▶ [Deskripsi Tugas]:
Tentukan apakah setiap pernyataan berikut sesuai dengan teks tentang asuransi pemain sepak bola. Jawab ya atau tidak, lalu kutip kata-kata dari teks yang menjadi penentunya.
1. Permanent Total Disablement Cover biasanya dibeli oleh pemain sendiri.
2. Wage Roll Protection adalah nama lain dari Temporary Disablement Cover.
3. Pemain yang cedera harus menanggung sendiri biaya pengobatannya.

▶ [Kutipan Pilihan]:
Saya melakukan pencarian menggunakan kata kunci “Professional Football Insurance” di google, dan hasilnya ditemukan beragam perusahaan swasta yang menawarkan jasanya untuk mengasuransikan para pemain. Dari situ pula diketahui fakta bahwa terdapat dua skema yang lazim digunakan untuk mengasuransikan para pemain. Pertama, Permanent Total Disablement Cover. Produk asuransi ini biasanya dibeli oleh klub untuk menutup kerugian karena kecelakaan/insiden yang menyebabkan sang pemain cedera, atau karier pemain berakhir. Kedua, Temporary Disablement Cover atau Wage Roll Protection. Produk ini merupakan bentuk pertanggungan terhadap risiko cedera pemain yang tak sanggup bermain sementara waktu karena cedera dan klub tetap harus membayar gaji per pekannya.

Jika diperhatikan, dua skema di atas menguntungkan pemain. Meskipun dalam kondisi cedera, pemain tak perlu keluar biaya untuk pengobatan karena sudah ditanggung pihak klub. Selain itu, pemain tetap digaji sesuai kontrak, sehingga fokus si pemain sepenuhnya hanya pada pemulihan cedera.

Entri data hasil ekstraksi
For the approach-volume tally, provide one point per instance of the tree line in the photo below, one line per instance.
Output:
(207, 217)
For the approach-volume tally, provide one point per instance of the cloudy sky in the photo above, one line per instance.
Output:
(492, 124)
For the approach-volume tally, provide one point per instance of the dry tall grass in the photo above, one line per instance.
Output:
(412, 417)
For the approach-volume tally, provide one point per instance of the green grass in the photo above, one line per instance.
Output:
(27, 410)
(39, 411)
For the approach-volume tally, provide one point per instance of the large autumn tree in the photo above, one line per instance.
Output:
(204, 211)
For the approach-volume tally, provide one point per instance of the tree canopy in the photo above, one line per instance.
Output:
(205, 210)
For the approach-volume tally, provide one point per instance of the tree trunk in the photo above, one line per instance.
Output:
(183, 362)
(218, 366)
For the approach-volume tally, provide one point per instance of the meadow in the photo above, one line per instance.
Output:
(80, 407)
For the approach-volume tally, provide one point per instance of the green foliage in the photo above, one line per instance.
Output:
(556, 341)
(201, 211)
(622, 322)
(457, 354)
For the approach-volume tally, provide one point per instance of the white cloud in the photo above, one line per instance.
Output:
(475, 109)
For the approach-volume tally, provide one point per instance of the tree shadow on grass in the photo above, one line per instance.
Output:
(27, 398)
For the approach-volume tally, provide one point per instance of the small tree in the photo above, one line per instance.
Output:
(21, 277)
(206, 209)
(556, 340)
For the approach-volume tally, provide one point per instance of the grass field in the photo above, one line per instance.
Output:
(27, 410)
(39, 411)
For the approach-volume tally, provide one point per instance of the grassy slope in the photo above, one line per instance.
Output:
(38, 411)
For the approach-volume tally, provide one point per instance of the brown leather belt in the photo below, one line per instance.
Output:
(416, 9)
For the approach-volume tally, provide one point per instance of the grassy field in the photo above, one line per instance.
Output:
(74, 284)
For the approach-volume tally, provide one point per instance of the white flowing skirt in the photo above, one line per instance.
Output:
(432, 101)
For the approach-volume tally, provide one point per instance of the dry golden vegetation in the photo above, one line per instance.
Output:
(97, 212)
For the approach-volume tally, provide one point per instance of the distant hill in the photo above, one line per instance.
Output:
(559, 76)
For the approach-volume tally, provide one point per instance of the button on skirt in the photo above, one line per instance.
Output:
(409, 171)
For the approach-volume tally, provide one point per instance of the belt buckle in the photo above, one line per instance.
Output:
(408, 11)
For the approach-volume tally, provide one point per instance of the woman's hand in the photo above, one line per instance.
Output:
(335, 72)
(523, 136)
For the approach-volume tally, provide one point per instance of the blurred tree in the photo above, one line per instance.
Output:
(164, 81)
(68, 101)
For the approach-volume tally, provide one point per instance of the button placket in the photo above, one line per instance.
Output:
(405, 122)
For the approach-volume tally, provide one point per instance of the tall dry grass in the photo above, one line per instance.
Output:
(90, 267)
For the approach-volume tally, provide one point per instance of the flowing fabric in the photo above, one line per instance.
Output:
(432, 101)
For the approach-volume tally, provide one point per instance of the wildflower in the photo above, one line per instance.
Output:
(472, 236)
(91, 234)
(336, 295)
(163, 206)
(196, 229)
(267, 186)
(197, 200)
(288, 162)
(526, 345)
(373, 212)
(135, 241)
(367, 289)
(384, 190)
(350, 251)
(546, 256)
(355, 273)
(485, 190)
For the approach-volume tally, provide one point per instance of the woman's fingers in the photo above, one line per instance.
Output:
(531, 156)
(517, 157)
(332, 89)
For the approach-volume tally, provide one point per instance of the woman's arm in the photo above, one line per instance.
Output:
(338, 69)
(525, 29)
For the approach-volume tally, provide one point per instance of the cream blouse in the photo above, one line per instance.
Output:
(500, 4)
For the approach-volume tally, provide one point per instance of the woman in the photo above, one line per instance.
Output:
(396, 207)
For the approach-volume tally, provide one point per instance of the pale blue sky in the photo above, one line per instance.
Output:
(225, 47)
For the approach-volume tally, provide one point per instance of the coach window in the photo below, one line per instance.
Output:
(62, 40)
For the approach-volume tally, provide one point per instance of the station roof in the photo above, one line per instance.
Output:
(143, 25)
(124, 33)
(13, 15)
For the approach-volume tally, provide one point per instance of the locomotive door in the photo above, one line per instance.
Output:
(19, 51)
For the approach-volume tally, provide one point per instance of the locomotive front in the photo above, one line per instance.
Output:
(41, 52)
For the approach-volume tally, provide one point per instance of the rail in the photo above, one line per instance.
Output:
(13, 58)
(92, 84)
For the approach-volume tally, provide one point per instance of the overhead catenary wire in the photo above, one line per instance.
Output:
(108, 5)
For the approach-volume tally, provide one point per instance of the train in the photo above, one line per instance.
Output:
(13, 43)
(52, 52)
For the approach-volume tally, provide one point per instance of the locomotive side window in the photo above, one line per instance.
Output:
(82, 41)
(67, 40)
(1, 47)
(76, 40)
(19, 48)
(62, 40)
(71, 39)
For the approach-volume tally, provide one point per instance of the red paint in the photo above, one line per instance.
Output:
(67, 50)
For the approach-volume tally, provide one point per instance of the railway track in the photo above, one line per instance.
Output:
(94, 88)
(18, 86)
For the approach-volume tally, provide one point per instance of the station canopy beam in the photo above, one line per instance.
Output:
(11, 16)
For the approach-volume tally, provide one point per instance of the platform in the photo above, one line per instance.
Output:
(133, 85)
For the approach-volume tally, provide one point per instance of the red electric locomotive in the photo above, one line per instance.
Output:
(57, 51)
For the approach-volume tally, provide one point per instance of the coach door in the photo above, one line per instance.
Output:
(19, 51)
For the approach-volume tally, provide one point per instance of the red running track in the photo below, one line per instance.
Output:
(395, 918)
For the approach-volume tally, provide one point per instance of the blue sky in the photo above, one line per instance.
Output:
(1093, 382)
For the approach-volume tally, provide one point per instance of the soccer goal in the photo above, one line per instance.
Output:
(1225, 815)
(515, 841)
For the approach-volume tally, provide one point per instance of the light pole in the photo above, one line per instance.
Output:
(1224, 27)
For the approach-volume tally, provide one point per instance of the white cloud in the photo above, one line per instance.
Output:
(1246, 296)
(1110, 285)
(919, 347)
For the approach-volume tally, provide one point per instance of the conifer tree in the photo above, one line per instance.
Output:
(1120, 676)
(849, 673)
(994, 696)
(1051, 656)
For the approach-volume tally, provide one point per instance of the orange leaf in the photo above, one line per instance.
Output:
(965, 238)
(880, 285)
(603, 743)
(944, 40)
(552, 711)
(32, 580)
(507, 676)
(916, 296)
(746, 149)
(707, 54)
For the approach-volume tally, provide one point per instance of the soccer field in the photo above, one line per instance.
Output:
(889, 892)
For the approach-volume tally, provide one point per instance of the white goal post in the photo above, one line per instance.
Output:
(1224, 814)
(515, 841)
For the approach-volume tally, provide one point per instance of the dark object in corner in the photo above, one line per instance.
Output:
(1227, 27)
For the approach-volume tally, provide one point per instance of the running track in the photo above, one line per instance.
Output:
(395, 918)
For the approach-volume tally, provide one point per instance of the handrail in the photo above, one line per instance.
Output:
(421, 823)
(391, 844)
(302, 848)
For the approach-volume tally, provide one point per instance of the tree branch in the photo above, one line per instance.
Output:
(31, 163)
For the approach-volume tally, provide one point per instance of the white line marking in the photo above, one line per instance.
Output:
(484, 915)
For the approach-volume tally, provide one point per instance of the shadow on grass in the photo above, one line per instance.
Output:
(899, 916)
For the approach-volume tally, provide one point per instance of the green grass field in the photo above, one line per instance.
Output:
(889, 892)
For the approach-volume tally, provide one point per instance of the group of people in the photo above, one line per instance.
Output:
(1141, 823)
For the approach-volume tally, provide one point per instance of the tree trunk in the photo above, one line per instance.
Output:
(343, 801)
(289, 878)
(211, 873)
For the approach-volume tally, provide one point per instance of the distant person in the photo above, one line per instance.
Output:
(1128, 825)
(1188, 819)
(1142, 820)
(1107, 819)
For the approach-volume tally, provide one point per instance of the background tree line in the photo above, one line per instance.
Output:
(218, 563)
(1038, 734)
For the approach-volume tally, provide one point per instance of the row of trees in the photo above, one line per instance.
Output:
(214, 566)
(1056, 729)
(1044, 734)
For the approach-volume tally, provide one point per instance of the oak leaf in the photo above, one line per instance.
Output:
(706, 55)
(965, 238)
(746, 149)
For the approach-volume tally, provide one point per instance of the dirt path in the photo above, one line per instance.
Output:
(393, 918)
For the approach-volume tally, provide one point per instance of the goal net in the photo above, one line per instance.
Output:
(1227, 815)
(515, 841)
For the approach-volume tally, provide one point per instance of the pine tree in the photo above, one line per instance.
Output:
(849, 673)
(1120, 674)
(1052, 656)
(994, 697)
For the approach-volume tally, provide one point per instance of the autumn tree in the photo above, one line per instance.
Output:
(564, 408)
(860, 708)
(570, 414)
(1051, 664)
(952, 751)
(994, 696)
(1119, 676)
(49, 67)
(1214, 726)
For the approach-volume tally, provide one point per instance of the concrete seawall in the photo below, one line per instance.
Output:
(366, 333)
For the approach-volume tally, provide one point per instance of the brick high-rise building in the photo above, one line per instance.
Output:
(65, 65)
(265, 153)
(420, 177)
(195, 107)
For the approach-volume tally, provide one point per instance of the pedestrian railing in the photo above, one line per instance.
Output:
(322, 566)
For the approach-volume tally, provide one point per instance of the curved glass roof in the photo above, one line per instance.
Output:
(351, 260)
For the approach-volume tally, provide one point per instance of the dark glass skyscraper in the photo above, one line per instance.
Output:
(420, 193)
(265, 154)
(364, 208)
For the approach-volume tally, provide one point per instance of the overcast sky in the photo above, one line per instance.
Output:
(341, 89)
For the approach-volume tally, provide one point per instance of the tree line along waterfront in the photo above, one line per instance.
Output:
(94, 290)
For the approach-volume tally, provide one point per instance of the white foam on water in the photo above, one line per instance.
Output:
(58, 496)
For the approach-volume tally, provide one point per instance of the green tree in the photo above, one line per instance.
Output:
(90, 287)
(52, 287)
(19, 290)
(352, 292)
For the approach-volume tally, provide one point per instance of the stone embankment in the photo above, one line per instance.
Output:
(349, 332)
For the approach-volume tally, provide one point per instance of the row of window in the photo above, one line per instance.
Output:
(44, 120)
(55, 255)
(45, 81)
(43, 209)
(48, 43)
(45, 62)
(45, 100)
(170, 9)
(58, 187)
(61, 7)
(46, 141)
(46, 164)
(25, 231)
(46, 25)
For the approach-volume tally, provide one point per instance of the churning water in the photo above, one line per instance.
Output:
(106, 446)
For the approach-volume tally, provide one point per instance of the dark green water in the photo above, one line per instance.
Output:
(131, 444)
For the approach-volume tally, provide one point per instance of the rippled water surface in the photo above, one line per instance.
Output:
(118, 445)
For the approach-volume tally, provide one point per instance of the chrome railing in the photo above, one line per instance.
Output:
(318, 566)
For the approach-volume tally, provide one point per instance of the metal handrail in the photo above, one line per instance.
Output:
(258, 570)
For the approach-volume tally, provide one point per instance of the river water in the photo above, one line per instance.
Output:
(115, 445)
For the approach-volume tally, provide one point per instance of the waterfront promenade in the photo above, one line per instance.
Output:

▶ [Penyelesaian Soal]:
1. Tidak: "Produk asuransi ini biasanya dibeli oleh klub"
2. Ya: "Temporary Disablement Cover atau Wage Roll Protection"
3. Tidak: "pemain tak perlu keluar biaya untuk pengobatan karena sudah ditanggung pihak klub"